◆ Given request
Copy out the line containing "Where can you find the protective jacket" and each line after it, through the last one in the material, exactly as written.
----- Data lines
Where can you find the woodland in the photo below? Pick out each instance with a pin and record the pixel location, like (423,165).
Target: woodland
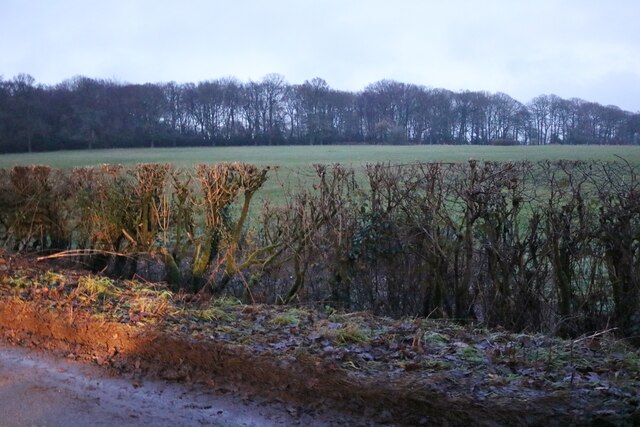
(85,113)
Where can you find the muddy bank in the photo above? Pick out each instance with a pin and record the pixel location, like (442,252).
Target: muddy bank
(43,390)
(377,370)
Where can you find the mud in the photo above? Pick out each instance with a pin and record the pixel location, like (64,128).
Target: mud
(38,389)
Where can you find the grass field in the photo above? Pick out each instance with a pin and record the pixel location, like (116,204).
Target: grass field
(303,156)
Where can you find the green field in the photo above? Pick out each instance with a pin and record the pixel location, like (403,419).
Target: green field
(302,156)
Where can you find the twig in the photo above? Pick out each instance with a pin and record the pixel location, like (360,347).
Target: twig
(597,334)
(79,252)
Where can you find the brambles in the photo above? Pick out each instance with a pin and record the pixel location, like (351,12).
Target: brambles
(549,246)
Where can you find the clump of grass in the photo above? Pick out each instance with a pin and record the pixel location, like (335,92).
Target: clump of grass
(99,288)
(351,333)
(19,281)
(470,354)
(291,317)
(226,302)
(51,278)
(213,313)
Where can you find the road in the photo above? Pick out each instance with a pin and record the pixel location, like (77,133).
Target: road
(37,389)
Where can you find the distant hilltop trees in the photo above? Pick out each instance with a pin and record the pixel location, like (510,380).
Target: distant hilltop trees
(89,113)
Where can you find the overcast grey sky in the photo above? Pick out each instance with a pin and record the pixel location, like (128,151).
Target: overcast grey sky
(588,49)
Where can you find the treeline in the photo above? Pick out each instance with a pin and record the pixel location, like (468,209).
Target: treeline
(550,246)
(90,113)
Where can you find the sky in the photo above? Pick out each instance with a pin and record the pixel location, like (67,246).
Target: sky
(588,49)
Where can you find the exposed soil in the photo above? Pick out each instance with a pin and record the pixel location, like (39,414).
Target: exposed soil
(38,389)
(411,371)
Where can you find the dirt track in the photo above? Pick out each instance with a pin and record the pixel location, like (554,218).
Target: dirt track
(38,389)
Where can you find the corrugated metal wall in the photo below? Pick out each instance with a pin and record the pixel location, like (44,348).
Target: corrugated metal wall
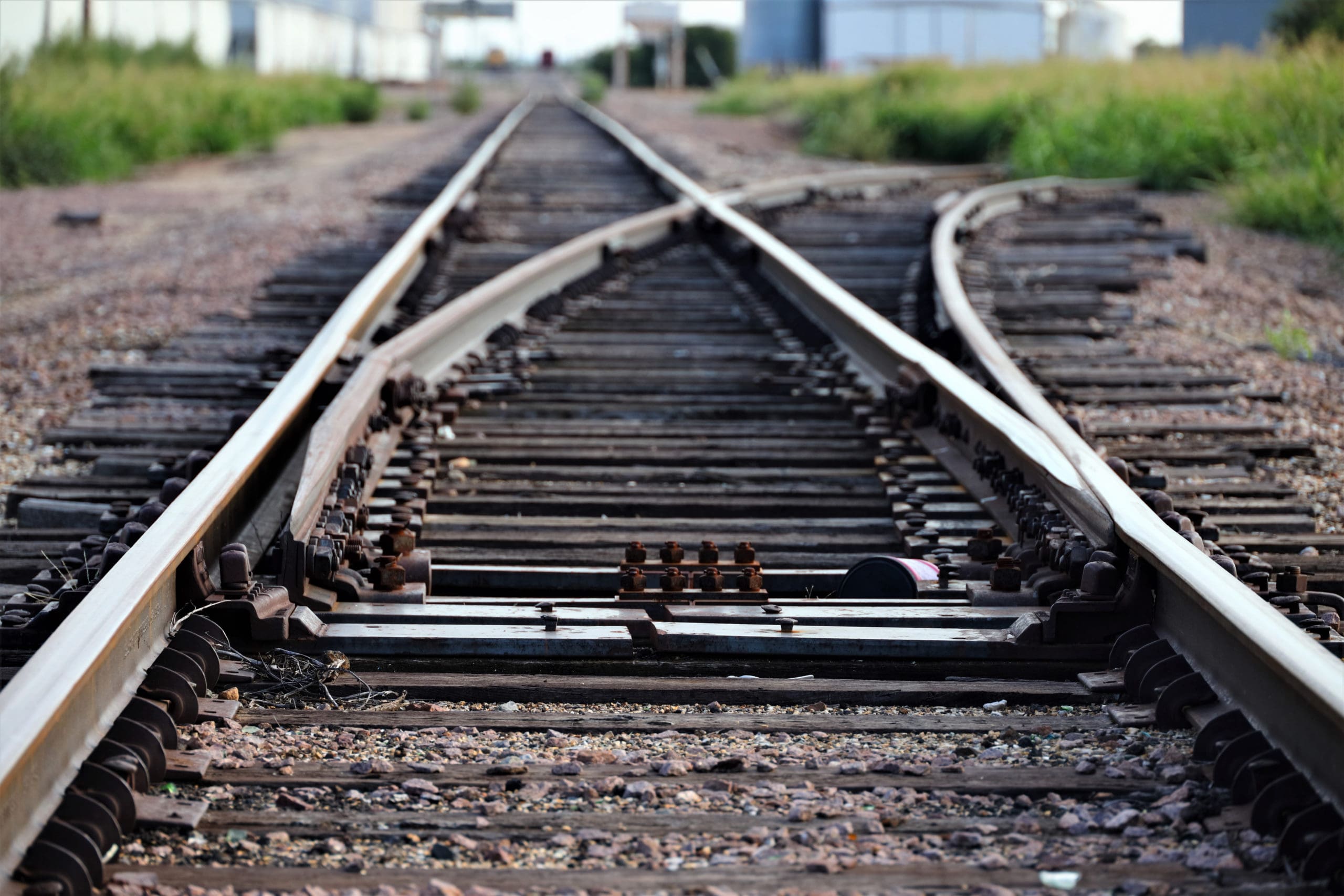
(1218,23)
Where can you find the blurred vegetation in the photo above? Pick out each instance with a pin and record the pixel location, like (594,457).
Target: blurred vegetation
(417,109)
(93,111)
(1296,22)
(592,88)
(467,97)
(1269,129)
(1289,340)
(721,44)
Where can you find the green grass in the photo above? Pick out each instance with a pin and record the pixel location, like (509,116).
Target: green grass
(1288,340)
(467,97)
(592,88)
(417,109)
(1268,129)
(96,112)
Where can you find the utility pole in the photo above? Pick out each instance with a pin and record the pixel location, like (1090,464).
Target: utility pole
(622,66)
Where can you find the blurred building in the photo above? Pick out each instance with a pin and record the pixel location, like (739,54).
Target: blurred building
(781,34)
(374,39)
(1092,31)
(1220,23)
(854,35)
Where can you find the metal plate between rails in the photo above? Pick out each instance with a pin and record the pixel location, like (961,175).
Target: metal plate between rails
(858,641)
(476,641)
(695,598)
(481,614)
(887,617)
(460,575)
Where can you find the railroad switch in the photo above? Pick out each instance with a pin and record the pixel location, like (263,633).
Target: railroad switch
(260,612)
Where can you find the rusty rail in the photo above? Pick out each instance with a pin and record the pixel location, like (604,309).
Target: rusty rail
(1280,678)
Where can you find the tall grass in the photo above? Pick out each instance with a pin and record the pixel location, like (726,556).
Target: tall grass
(1269,129)
(466,99)
(94,111)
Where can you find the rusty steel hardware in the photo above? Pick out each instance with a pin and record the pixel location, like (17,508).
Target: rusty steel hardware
(634,579)
(101,805)
(673,579)
(397,541)
(1292,579)
(1006,575)
(984,547)
(387,574)
(710,579)
(264,613)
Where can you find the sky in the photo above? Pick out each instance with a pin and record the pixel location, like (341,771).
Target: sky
(582,26)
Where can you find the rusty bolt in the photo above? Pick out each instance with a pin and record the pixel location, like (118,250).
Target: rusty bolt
(673,581)
(234,567)
(1290,581)
(1006,575)
(984,547)
(397,541)
(634,579)
(387,574)
(1100,578)
(1258,581)
(750,579)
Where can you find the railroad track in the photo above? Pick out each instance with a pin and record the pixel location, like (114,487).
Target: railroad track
(609,475)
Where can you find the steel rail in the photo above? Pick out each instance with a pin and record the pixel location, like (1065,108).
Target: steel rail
(796,188)
(65,699)
(879,349)
(1287,686)
(429,347)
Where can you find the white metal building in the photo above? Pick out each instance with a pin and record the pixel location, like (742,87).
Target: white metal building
(1092,31)
(863,34)
(374,39)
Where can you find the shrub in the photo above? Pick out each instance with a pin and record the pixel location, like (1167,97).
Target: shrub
(467,97)
(1307,203)
(1297,20)
(592,88)
(1269,129)
(359,101)
(96,112)
(1289,340)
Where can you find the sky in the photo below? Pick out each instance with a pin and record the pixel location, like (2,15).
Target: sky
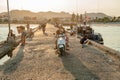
(109,7)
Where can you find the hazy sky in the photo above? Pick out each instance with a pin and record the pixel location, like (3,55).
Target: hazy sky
(110,7)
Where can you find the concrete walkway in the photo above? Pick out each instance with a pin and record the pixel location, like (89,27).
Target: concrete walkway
(38,61)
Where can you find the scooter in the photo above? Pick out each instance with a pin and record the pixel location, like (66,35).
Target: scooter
(61,45)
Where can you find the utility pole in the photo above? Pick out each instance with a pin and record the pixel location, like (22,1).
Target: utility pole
(8,14)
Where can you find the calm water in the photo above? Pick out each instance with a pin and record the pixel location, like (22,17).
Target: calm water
(4,30)
(110,34)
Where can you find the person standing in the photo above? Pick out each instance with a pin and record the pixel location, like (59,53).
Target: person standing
(43,26)
(21,29)
(83,40)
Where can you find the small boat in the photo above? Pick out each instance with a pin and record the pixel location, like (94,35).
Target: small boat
(85,29)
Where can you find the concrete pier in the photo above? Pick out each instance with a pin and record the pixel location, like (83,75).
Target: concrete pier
(38,61)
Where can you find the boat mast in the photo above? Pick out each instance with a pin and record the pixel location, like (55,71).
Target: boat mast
(8,14)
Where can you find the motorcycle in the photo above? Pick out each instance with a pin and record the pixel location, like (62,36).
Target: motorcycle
(61,45)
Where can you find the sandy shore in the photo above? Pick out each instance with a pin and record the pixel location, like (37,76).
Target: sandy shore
(38,61)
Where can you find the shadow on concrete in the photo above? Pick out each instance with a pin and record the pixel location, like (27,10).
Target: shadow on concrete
(11,65)
(77,68)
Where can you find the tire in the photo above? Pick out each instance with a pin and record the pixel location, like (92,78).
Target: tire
(62,51)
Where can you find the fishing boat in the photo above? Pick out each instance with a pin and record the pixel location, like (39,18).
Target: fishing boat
(86,29)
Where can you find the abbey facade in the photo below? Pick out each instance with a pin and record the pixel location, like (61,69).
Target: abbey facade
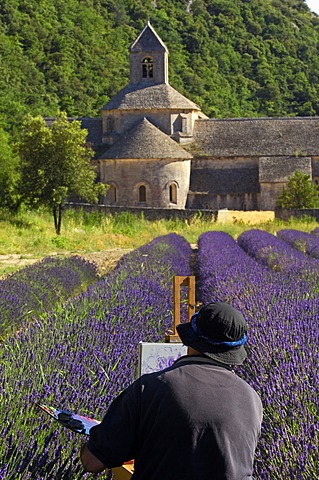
(161,151)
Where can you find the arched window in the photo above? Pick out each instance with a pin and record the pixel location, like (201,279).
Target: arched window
(147,67)
(113,194)
(142,194)
(173,193)
(109,124)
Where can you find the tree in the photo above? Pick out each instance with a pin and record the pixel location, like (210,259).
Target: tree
(300,192)
(9,171)
(56,165)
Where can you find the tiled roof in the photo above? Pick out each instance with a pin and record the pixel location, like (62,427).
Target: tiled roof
(145,141)
(279,169)
(148,96)
(148,40)
(258,136)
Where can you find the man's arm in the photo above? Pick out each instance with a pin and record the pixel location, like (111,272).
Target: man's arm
(90,462)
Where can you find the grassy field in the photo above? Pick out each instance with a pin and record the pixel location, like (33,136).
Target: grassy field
(30,235)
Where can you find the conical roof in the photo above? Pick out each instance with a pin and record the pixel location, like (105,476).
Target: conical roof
(146,141)
(148,40)
(149,96)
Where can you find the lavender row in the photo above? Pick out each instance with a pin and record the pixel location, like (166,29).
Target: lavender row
(81,357)
(303,241)
(283,351)
(38,287)
(273,252)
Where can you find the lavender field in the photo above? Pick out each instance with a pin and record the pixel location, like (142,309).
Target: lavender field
(83,353)
(81,356)
(279,299)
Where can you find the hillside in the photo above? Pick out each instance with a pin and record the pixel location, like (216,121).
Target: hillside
(235,58)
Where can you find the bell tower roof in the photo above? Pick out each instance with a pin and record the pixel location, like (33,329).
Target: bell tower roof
(148,58)
(148,41)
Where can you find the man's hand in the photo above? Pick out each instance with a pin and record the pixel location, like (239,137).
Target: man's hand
(89,461)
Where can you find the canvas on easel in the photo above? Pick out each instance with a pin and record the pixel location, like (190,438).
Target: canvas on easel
(157,356)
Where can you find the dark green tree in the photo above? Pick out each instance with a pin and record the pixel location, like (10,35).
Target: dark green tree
(9,172)
(300,192)
(56,165)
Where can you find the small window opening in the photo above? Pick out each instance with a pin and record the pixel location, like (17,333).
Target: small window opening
(147,67)
(173,193)
(142,194)
(113,194)
(109,124)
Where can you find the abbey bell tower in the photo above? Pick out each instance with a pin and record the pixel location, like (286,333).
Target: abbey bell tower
(148,58)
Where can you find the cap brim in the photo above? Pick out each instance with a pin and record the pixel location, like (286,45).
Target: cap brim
(223,354)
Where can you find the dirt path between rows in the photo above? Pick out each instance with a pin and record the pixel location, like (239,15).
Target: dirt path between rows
(105,261)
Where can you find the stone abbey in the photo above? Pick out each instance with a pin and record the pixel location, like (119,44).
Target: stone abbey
(161,151)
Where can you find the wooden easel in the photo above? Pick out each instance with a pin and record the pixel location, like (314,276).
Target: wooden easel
(178,282)
(126,471)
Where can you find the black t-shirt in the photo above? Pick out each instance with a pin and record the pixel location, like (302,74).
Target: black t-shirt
(192,421)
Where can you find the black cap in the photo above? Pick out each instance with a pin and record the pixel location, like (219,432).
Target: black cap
(218,331)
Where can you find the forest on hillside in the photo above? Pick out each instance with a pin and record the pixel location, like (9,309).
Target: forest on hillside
(234,58)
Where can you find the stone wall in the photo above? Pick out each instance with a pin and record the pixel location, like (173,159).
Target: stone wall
(148,213)
(286,213)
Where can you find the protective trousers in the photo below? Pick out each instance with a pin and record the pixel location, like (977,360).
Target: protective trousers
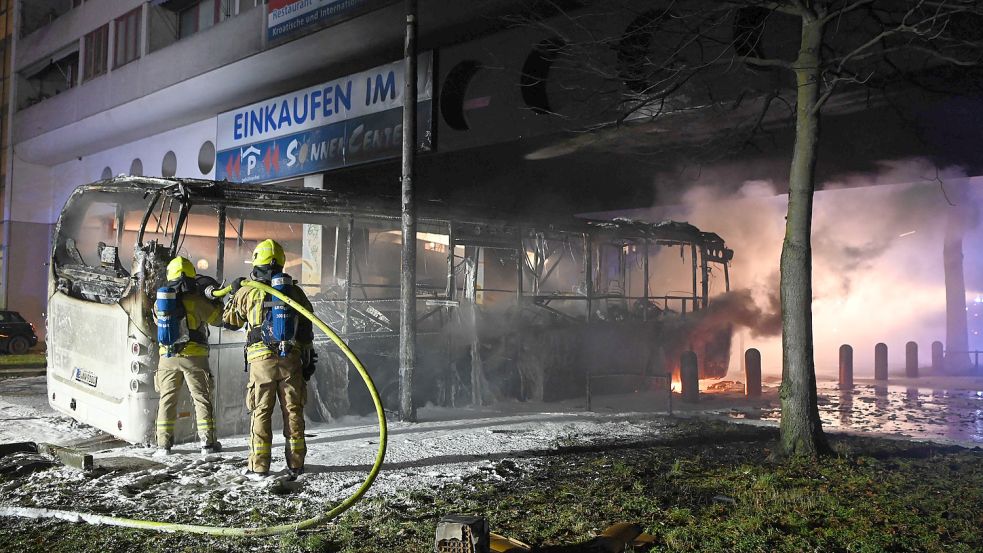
(271,379)
(171,373)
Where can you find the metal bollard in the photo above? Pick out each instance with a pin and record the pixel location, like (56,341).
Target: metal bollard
(880,361)
(752,373)
(938,358)
(846,366)
(911,360)
(689,376)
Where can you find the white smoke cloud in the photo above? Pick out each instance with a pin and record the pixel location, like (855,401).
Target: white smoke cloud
(877,257)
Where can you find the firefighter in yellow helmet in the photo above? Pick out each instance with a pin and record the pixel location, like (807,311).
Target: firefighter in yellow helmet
(184,354)
(278,365)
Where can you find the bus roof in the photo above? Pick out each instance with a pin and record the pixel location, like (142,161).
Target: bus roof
(314,200)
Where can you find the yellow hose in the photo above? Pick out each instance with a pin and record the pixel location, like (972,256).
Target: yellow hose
(380,455)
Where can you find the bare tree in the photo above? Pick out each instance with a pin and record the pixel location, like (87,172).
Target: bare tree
(722,73)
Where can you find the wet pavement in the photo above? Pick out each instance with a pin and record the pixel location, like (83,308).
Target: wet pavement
(947,409)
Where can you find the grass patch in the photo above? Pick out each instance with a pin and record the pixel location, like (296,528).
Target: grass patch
(27,360)
(709,487)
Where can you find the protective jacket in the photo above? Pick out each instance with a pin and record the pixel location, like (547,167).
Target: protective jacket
(272,377)
(200,313)
(249,307)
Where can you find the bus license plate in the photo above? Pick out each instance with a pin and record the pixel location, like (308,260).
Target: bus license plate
(86,377)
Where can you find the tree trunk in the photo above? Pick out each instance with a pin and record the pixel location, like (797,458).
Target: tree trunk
(801,428)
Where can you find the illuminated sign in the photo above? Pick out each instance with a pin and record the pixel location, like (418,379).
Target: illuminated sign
(289,18)
(347,121)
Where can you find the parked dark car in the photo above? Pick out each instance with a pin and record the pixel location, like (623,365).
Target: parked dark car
(16,335)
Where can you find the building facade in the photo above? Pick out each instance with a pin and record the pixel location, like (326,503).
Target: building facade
(195,89)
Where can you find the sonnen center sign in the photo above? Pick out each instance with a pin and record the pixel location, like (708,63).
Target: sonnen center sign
(340,123)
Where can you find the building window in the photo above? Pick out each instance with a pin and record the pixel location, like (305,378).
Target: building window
(96,53)
(202,15)
(128,37)
(41,82)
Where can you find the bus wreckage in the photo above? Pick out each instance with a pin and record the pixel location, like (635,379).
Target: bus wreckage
(507,309)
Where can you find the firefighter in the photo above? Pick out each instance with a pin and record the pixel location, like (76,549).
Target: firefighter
(182,314)
(278,365)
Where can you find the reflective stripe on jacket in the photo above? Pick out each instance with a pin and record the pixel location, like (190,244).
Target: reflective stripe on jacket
(200,313)
(248,308)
----------
◆ Task solution
Where can you find the protective jacket in the photo above? Pick out each instance with a pin and record the pixel location, like (547,167).
Target: protective jacket
(272,377)
(200,313)
(249,307)
Where can you find the bus license plate in the photo above? Pick out each instance with a pin and record the pixel location, like (308,260).
Target: bus license plate
(86,377)
Where can you find the tree trunk in the photo above? Pick out each instance with a pin and record the pixel location, like (797,458).
Target: tree trunk
(801,428)
Where can you find the illuminated sign in the photo above? Pick out each instance with a pin and record the pixel location, like (418,379).
Target: illuminated sign
(289,18)
(347,121)
Where can you find the parked dark car in the photo above? Pick out each instance with a pin and record the pixel location, like (623,365).
Target: parked dark car
(16,335)
Where can you find the building facade in the photo above? Pick out each instance with a pin and record the pixel location, like (326,503).
Target: building facade
(195,89)
Where can you find the sonnen center sign in the photo above? Pick out each instance with a pin and record the pixel location, like (708,63).
Target: sonnen center sign
(340,123)
Where can you find the building window in the photo above? Pick out each instance with a pin and record the pixel location, like (305,378).
Target: building window
(96,53)
(202,15)
(128,37)
(41,82)
Where can you find the bus wreckage in the photo above? Pick out each instance with a pin and record the pixel location, like (635,379).
Target: bus wreckage
(507,309)
Where can you find the firefighter in the photo above? Pick out each instance with a pin and record the pixel location, like (76,549).
Target: firefighter
(182,314)
(278,365)
Where can you find the reflective stripe on jacket in the photo above? Pick out each instance with a pin and record the pixel location, like (190,244).
Target: reflective stripe on jacket
(200,313)
(248,308)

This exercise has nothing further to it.